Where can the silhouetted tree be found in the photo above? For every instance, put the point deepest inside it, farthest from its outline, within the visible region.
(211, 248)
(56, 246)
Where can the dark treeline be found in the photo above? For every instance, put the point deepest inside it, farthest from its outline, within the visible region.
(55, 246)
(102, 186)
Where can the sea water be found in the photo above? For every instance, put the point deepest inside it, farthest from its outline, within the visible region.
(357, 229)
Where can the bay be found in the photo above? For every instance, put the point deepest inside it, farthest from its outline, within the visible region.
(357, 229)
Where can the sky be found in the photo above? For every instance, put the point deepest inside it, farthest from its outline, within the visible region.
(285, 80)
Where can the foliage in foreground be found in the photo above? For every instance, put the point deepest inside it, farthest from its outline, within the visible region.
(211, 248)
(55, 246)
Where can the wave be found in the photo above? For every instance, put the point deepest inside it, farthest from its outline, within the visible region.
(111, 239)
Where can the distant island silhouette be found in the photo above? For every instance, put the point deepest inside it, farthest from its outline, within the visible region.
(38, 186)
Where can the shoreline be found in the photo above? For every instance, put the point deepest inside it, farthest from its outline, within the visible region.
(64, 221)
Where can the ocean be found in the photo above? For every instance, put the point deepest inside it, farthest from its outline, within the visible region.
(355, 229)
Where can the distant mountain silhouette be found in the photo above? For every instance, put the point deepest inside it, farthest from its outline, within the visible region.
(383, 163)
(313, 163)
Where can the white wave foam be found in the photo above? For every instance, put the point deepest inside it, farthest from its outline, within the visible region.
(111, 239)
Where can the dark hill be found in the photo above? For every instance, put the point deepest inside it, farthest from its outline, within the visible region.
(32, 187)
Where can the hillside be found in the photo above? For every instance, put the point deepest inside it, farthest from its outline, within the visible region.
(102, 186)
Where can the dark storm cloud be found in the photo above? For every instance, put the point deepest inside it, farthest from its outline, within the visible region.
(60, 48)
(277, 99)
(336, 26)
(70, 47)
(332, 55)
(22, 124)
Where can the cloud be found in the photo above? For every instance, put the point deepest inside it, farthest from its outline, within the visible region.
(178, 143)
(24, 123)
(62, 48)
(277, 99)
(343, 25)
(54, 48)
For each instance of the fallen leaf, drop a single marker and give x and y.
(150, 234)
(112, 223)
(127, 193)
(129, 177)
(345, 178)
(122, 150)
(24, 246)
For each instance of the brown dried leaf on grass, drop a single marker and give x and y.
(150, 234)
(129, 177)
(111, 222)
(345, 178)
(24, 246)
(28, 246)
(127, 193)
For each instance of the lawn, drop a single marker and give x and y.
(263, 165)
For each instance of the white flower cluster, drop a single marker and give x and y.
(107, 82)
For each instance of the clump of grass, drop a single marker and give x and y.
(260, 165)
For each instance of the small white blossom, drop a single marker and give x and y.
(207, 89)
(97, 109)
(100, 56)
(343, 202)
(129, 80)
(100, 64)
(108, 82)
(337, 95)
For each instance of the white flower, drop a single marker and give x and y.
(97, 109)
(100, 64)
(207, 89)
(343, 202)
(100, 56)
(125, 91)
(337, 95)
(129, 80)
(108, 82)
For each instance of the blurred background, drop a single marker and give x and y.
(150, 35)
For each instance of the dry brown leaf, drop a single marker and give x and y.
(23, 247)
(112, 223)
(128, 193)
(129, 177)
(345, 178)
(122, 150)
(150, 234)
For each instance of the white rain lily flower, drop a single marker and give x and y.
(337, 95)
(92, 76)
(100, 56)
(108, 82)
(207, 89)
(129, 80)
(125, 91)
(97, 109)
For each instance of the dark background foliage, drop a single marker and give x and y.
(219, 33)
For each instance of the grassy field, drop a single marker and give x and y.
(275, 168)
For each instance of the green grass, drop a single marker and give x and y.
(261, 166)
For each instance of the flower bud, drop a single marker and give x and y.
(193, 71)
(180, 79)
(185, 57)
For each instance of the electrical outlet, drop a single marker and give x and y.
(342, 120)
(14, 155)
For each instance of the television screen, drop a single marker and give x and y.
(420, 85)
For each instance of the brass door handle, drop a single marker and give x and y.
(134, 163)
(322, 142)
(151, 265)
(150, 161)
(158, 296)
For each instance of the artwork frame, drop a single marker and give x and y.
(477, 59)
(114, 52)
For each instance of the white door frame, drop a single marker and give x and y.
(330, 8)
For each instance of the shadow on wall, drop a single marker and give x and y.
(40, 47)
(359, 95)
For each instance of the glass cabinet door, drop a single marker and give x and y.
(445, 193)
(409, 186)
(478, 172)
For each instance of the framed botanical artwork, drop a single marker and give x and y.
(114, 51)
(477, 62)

========================

WHAT YOU HAVE TO DO
Every entry should be retyped exactly as shown.

EXPECTED OUTPUT
Where can the silhouetted tree be found in the photo above? For every instance, put the point deepest inside it, farthest from its outline, within the visible region.
(211, 248)
(56, 246)
Where can the dark treeline be found in the photo above? For every instance, put the point deepest inside it, farthest from its outline, within the visible region.
(55, 246)
(102, 186)
Where can the sea water be found in the photo above? For every instance, put the point deepest inside it, farthest from its outline, within the visible region.
(357, 229)
Where can the bay be found in the photo above? For every instance, put the point deepest inside it, farthest from its outline, within the visible region.
(357, 229)
Where can the sky be found in the photo above? For every instance, put the point deepest inside it, farthest from its outline, within the visible region.
(285, 80)
Where can the foliage in foreground be found in the photo above? For every instance, put the point deepest inside it, farthest from its outline, within the visible region.
(211, 248)
(55, 246)
Where can the wave be found in the photo above? For every instance, put the point deepest inside it, farthest from its outline, within the visible region.
(111, 239)
Where can the distant island silhouette be found in the photo above? For every instance, put the point deepest inside it, farthest from its outline, within the visible region.
(38, 186)
Where can the shoreline be found in the photo above? For every instance, put the point deepest inside it, farthest from its outline, within the visible region.
(64, 221)
Where can the ocean be found in the photo above? For every instance, put the point deepest inside it, farthest from its outline, within the visible region.
(355, 229)
Where can the distant mountain silhouette be found in the photo above? For every instance, put the point deepest inside it, farthest from its outline, within the visible region.
(383, 163)
(313, 163)
Where can the white wave foam be found in the photo above? For every instance, put the point deepest inside it, farthest from its outline, within the visible region.
(111, 239)
Where can the dark hill be found in the photo above? For every instance, put the point deepest inside it, farthest from its outline, within the visible region.
(32, 187)
Where can the hillside be found in the photo above? For every instance, put the point deepest inside it, farthest from its outline, within the visible region.
(102, 186)
Where can the dark storm cloud be found in the photo above? For every instance, put the point deepest inside it, farthest from its outline, within the visible region.
(60, 48)
(277, 99)
(336, 26)
(70, 47)
(332, 55)
(22, 124)
Where can the cloud be found in the photo above? For every instance, put the point deepest inside it, farthest from its outline, within the visible region.
(178, 143)
(24, 123)
(62, 48)
(277, 99)
(343, 25)
(54, 48)
For each instance of the fallen leaf, drop a single marker and give x and y.
(150, 234)
(112, 223)
(127, 193)
(129, 177)
(345, 178)
(122, 150)
(24, 246)
For each instance of the brown dried leaf on grass, drop a single marker and give x and y.
(150, 234)
(129, 177)
(111, 222)
(345, 178)
(24, 246)
(28, 246)
(127, 193)
For each instance of the lawn, drop a single marker and give x and y.
(263, 165)
For each instance of the white flower cluster, drop a single marker and give x and y.
(107, 82)
For each instance of the clump of grass, drop a single marker and give x and y.
(260, 165)
For each instance of the small white blossom, drop a single marker and give x and y.
(207, 89)
(97, 109)
(100, 56)
(343, 202)
(129, 80)
(100, 64)
(108, 82)
(337, 95)
For each instance of the white flower, drop a single marker and give x and y.
(97, 109)
(100, 64)
(207, 89)
(343, 202)
(100, 56)
(125, 91)
(337, 95)
(129, 80)
(108, 82)
For each instance of the blurred background, drop a single marker and give x and y.
(150, 35)
For each instance of the dry brown leaf, drop a single marker and give x and y.
(23, 247)
(112, 223)
(128, 193)
(129, 177)
(345, 178)
(122, 150)
(150, 234)
For each instance of the white rain lily flower, drop a single marker and give x and y.
(337, 95)
(92, 76)
(100, 56)
(108, 82)
(207, 89)
(129, 80)
(125, 91)
(97, 109)
For each instance of the dark background foliage, drop a single marker and give x and y.
(219, 33)
For each instance of the grassy field, drop a single marker and give x and y.
(275, 168)
For each instance of the green grass, drop a single marker and give x and y.
(261, 166)
For each instance of the flower bud, drop a single marker and give x and y.
(193, 71)
(180, 79)
(185, 57)
For each instance of the electrical outlet, drop a single marker and give x and y.
(342, 120)
(14, 155)
For each instance of the television screen, drop a single marker and give x and y.
(420, 85)
For each instance of the brass door handle, drop a single marker and give x and y.
(134, 163)
(322, 142)
(151, 265)
(150, 161)
(158, 296)
For each instance of the artwork frame, drop a single marker and give x and y.
(477, 59)
(114, 52)
For each instance of the white door frame, drop a single marker and give x and y.
(330, 8)
For each instance of the shadow on wall, drop a single marker and give x and y.
(40, 47)
(359, 95)
For each instance of the glass cabinet door, drop a single marker and give x and y.
(445, 193)
(409, 186)
(478, 172)
For each instance of the framed botanical artwork, drop a single marker and give x and y.
(114, 51)
(477, 62)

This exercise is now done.